Problem details: In the records below, begin at the line that has "Query: pitched roof" and stop after the line that has "like point(233, 1179)."; quote those lines verbatim and nothing more.
┌──
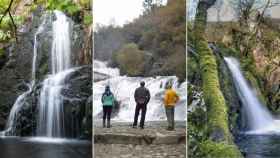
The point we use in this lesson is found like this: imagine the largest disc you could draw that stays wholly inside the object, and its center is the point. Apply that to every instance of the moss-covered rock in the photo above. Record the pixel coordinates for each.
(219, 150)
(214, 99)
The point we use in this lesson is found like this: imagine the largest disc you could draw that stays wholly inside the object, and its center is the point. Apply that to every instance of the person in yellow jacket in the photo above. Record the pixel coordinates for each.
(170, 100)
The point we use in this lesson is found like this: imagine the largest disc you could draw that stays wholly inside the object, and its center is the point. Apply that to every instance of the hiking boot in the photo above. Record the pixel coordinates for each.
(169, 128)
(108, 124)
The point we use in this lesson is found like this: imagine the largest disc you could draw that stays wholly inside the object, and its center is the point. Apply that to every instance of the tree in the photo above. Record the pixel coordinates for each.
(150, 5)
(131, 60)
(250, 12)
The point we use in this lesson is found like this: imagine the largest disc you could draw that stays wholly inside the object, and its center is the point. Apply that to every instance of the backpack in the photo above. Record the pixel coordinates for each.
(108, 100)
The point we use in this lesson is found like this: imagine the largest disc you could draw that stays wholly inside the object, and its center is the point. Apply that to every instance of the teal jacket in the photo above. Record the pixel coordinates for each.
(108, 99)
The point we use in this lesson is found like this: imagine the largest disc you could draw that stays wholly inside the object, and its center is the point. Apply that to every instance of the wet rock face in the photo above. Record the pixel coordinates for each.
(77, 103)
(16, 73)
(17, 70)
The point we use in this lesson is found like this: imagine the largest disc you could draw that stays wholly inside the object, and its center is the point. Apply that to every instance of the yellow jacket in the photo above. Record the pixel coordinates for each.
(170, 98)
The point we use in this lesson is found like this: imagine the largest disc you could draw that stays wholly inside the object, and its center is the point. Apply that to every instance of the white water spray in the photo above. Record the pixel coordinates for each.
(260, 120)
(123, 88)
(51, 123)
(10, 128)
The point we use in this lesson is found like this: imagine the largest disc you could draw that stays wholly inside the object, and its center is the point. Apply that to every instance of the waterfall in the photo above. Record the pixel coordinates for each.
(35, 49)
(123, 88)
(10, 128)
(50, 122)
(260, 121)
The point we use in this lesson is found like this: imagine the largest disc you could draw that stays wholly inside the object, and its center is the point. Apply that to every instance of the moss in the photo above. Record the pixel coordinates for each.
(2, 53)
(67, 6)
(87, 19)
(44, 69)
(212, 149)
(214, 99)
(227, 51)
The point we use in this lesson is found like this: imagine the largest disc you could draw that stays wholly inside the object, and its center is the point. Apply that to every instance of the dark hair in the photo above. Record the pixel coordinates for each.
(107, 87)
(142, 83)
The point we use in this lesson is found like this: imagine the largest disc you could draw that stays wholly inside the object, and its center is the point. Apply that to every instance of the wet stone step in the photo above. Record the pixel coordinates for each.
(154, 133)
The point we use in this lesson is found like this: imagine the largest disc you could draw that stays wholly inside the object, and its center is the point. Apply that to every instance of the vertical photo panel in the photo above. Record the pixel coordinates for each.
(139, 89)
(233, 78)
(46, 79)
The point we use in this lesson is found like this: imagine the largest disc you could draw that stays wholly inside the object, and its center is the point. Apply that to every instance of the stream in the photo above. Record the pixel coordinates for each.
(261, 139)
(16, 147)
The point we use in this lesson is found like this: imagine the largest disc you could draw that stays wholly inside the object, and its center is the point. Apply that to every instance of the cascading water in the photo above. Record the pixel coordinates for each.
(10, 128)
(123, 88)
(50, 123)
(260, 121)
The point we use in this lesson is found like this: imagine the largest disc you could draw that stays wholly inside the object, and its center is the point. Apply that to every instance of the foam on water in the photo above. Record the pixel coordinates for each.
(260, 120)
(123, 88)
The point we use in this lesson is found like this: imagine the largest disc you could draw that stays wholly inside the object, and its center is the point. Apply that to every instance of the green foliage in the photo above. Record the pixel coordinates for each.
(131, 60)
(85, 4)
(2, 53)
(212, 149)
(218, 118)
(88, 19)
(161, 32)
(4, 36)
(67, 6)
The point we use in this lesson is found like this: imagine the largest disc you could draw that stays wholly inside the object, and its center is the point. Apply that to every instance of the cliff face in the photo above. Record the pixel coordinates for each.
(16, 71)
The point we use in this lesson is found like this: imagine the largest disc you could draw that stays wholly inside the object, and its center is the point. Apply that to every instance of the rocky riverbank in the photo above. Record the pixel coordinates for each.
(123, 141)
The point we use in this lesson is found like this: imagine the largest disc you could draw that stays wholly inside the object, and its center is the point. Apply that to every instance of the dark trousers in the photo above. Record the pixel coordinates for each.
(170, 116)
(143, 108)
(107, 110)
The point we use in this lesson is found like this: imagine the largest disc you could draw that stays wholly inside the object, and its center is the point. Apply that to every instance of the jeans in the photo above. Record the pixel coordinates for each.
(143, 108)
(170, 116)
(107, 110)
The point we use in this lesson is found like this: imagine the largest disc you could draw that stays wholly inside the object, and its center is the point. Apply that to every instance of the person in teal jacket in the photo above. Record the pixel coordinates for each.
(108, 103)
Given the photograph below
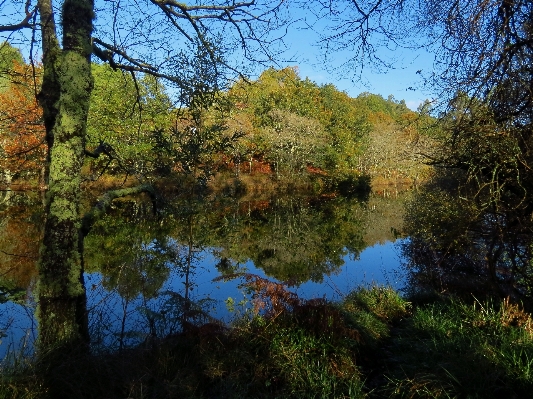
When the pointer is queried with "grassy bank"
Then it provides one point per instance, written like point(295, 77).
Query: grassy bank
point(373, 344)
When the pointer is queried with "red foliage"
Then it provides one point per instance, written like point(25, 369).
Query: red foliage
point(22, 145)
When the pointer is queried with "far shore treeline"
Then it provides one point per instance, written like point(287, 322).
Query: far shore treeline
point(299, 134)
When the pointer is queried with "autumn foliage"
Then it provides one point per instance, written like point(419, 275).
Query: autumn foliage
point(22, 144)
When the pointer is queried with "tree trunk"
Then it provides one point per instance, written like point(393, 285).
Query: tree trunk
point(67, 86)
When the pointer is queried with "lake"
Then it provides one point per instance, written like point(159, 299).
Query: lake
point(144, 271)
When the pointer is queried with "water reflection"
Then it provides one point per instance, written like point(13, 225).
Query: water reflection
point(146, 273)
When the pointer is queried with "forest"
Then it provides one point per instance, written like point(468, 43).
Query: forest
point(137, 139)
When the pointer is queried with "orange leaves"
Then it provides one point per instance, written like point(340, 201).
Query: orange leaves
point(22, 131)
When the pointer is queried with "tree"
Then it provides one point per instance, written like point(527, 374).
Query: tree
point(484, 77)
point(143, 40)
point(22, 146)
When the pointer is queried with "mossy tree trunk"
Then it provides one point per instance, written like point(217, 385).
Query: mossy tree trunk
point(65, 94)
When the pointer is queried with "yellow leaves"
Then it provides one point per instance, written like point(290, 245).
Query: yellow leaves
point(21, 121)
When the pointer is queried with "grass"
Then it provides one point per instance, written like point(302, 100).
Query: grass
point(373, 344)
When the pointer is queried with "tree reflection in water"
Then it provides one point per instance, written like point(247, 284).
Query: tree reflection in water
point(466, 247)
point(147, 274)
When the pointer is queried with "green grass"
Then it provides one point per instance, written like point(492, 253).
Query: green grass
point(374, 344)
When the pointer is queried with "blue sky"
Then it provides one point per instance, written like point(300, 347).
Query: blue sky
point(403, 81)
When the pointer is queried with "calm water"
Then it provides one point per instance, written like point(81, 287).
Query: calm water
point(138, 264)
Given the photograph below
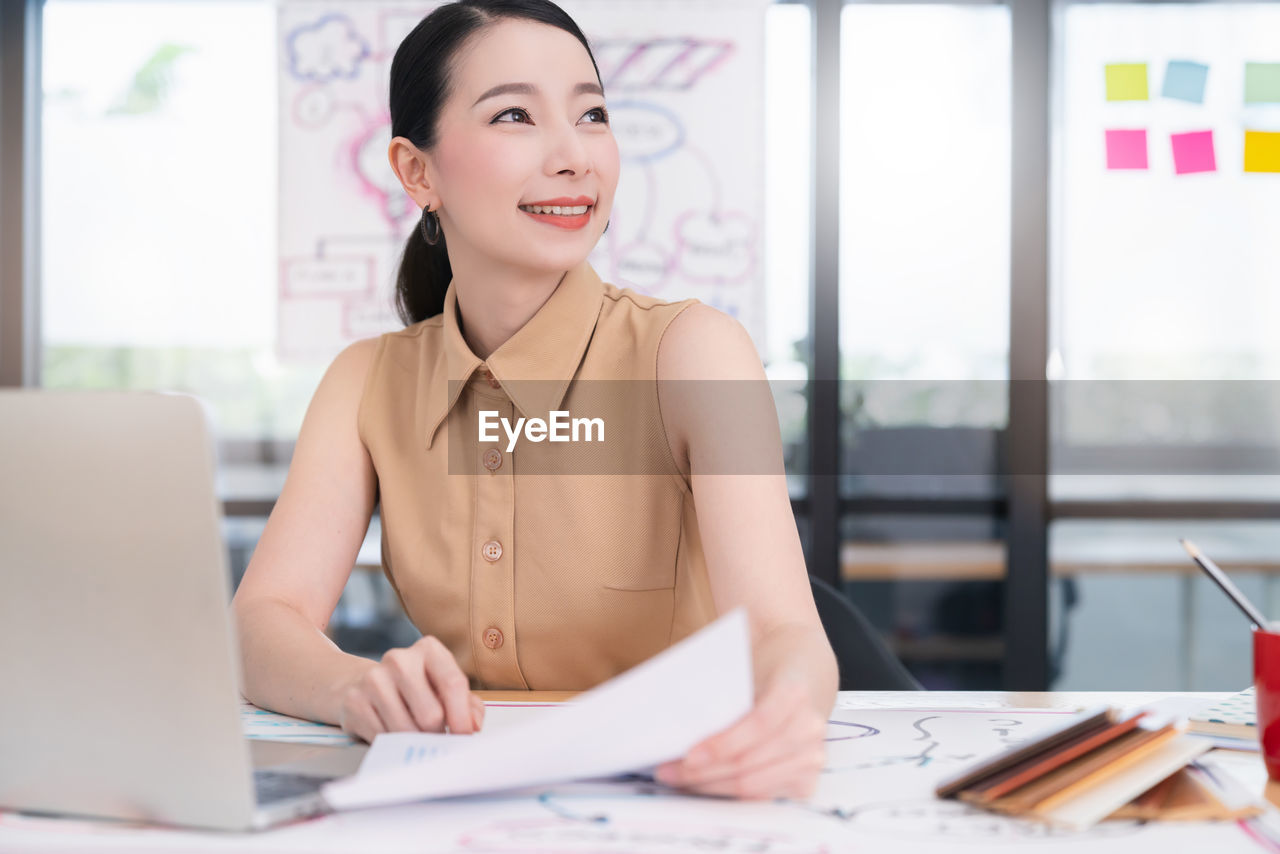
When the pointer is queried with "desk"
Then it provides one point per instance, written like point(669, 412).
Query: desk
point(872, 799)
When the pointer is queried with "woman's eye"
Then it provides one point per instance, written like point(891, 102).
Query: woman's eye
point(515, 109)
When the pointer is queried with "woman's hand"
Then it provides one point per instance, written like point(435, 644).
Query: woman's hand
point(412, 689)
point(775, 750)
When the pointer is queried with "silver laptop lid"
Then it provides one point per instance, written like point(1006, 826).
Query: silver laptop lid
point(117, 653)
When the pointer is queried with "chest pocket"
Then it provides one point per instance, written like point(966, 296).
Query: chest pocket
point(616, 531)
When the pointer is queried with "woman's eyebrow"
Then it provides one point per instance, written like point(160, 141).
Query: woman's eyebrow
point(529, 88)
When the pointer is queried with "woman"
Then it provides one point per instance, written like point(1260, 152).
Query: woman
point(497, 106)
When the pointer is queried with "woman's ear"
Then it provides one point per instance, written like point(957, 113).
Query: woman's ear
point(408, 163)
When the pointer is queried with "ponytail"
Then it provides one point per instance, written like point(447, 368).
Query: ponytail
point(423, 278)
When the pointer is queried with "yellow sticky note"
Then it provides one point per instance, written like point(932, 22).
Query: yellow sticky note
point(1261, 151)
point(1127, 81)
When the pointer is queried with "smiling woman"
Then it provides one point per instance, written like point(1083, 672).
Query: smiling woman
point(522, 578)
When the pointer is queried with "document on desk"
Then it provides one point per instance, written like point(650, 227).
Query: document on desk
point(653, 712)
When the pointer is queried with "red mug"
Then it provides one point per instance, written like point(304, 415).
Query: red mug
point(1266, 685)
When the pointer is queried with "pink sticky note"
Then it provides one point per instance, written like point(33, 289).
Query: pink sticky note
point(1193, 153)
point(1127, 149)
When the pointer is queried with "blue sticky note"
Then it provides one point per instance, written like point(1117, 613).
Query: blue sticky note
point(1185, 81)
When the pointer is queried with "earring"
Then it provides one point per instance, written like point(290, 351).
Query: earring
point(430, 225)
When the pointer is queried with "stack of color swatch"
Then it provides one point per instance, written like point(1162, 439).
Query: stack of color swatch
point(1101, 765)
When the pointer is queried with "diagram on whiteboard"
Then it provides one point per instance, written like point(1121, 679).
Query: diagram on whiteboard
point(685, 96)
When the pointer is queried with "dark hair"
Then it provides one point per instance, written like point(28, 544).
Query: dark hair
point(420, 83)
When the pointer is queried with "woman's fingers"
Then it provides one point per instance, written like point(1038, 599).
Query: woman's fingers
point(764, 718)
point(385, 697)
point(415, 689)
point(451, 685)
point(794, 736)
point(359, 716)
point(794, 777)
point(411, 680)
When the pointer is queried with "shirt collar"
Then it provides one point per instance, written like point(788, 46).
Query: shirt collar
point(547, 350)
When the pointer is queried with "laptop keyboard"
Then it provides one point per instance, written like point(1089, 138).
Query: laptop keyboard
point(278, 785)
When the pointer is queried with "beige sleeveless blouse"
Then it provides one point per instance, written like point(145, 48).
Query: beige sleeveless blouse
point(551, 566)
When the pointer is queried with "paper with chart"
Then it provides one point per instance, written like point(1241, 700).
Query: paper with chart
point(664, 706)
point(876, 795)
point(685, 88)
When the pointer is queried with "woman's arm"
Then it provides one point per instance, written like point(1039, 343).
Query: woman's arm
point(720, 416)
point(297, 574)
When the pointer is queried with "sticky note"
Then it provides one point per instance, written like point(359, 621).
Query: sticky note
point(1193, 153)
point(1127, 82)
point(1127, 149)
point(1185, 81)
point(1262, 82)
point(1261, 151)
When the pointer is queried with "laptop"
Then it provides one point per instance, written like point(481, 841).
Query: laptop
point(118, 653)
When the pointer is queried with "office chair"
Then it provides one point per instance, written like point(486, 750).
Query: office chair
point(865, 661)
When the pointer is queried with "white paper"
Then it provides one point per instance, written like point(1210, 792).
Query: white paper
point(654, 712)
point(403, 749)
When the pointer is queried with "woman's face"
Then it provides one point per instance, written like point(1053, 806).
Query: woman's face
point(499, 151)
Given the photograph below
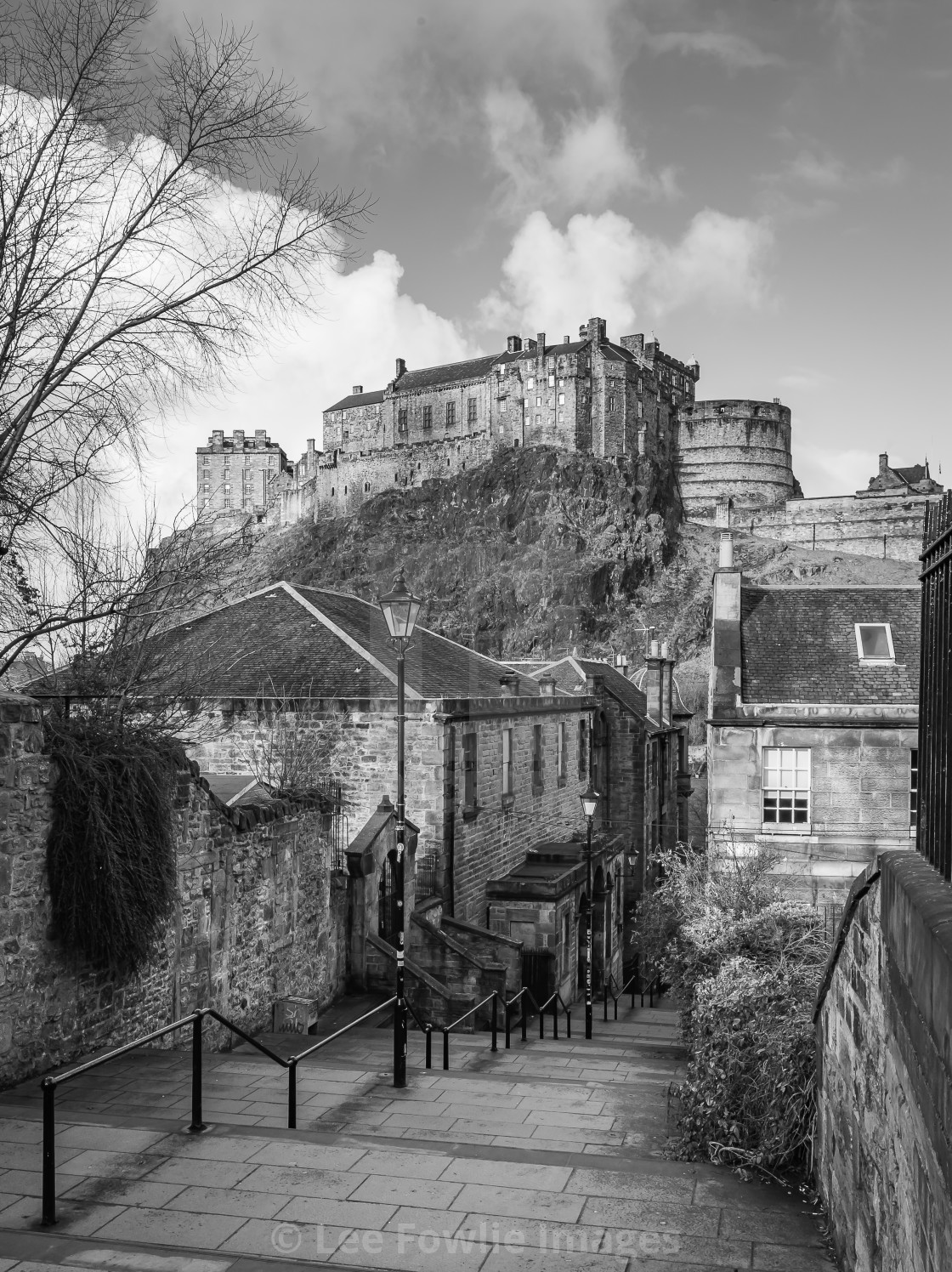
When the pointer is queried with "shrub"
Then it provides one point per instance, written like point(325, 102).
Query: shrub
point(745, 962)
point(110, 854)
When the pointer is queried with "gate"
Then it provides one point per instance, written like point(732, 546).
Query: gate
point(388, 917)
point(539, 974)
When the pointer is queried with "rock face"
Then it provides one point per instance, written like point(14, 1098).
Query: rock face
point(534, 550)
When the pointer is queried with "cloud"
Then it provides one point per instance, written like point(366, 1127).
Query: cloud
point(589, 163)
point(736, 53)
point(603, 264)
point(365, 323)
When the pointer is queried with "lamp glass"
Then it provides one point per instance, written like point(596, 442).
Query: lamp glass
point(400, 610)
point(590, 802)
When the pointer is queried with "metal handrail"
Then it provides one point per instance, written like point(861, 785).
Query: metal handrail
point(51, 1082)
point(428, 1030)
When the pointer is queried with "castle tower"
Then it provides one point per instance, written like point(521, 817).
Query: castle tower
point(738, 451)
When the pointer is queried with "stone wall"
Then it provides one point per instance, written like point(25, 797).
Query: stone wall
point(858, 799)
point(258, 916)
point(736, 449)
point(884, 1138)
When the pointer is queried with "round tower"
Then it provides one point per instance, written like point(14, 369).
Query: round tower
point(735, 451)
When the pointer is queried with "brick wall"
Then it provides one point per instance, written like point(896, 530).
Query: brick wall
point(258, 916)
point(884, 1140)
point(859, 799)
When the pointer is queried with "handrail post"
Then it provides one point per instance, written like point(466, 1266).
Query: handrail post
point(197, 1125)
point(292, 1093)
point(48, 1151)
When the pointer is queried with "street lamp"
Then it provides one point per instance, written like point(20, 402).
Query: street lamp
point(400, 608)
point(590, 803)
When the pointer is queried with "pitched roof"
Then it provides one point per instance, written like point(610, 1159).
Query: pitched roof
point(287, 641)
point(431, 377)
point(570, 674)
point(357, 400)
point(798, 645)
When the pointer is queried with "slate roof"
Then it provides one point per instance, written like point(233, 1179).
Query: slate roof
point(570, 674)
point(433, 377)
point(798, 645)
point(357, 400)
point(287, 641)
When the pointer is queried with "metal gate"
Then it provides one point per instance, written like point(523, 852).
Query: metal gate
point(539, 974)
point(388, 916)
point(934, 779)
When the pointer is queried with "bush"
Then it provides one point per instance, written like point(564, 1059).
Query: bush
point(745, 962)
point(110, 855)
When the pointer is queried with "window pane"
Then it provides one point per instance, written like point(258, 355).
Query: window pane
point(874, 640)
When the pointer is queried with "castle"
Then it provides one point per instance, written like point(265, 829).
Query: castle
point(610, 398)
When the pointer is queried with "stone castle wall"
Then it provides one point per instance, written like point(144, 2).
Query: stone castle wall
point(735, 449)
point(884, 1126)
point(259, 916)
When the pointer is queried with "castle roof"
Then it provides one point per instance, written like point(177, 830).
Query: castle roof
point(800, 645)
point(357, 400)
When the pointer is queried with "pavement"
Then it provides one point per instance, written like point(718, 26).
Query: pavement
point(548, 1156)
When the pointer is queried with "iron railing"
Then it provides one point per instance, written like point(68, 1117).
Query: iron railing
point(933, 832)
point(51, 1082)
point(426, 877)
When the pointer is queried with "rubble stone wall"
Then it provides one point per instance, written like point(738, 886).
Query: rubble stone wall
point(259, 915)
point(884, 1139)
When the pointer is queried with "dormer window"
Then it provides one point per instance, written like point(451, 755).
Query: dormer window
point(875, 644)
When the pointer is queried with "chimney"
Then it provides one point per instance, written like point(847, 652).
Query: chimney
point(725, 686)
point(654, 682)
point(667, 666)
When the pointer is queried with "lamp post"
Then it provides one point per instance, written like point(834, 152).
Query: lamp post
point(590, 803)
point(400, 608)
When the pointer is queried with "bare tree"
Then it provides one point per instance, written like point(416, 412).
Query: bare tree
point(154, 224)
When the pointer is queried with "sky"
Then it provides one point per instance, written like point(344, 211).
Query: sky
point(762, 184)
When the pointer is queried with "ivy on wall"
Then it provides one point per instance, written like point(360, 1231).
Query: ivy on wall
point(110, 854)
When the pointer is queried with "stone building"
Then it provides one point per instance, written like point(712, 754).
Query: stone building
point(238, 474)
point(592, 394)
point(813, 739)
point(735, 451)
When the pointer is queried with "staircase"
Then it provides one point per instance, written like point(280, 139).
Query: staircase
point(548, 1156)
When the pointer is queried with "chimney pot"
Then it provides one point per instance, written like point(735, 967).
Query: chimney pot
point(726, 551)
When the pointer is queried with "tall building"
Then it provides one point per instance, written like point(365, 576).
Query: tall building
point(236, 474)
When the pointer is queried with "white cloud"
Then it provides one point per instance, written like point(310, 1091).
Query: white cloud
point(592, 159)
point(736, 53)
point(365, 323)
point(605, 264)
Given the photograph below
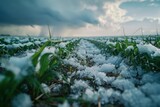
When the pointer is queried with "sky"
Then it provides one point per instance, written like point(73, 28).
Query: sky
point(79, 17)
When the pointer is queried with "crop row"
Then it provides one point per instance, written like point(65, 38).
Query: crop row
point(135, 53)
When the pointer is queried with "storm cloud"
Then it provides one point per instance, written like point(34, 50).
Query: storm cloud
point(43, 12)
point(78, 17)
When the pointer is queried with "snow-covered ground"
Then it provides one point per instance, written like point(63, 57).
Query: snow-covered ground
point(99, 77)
└──
Solution to this task:
Query: pitched roof
point(287, 641)
point(431, 377)
point(570, 674)
point(357, 400)
point(798, 645)
When the pointer is queried with "slate roof"
Then it provides one point per instance, written like point(233, 1179).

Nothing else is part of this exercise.